◆ **Objective**:
Pick out every line in the rows below that contains the word "aquatic", and copy each one.

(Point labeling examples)
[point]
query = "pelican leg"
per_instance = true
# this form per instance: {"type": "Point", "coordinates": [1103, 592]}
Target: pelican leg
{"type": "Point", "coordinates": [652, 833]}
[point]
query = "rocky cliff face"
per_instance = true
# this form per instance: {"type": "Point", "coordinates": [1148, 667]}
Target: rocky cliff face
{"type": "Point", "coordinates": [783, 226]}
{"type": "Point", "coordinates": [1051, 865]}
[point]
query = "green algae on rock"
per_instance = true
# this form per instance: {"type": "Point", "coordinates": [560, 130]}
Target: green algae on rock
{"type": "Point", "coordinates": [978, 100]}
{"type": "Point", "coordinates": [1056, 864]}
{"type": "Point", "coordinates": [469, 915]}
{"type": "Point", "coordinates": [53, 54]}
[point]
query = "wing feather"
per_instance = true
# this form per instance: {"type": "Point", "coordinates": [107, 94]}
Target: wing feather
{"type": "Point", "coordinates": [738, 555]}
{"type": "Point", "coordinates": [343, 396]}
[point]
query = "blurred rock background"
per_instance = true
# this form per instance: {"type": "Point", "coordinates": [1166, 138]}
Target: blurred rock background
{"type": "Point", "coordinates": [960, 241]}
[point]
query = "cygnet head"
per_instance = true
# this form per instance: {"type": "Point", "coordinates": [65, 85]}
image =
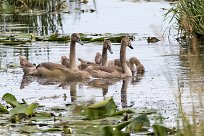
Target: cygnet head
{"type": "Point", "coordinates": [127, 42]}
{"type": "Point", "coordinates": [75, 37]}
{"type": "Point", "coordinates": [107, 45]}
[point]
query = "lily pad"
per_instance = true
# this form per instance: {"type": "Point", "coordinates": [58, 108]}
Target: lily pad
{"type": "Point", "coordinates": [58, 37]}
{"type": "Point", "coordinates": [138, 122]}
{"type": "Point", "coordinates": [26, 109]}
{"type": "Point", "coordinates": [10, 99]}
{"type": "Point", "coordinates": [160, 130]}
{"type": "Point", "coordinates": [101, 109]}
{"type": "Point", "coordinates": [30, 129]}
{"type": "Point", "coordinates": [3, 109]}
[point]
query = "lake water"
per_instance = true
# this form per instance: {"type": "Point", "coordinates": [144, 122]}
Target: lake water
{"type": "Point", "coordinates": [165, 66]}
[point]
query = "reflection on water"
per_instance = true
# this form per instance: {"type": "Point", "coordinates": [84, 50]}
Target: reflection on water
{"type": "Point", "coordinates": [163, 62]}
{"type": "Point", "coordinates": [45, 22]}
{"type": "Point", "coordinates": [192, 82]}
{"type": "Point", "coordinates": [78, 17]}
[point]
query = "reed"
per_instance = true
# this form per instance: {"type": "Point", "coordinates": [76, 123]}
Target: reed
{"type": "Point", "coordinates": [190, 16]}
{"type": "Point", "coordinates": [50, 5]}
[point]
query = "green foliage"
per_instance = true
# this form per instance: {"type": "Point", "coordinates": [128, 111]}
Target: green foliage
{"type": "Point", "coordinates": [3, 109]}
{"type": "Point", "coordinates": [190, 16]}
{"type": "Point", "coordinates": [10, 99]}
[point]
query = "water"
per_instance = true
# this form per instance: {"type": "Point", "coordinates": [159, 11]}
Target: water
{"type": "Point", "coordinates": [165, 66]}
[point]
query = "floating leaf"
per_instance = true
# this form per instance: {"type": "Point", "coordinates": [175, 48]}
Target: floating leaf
==
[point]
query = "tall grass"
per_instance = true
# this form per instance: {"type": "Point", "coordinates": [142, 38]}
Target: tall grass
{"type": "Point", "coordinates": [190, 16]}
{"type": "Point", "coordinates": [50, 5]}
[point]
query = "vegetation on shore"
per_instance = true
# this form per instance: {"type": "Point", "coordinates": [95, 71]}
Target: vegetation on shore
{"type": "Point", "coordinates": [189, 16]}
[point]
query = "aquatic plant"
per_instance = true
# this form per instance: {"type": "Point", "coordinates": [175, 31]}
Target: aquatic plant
--
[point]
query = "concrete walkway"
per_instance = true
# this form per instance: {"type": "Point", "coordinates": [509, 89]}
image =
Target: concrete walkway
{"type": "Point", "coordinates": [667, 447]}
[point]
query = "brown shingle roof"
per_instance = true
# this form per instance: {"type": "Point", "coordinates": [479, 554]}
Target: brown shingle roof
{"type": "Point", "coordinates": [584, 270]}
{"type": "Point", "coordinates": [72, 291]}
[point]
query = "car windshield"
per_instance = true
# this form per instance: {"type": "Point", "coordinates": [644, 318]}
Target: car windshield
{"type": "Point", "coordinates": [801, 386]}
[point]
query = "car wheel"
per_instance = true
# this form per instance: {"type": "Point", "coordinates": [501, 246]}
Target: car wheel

◆ **Solution to the problem**:
query = "aquatic plant"
Target: aquatic plant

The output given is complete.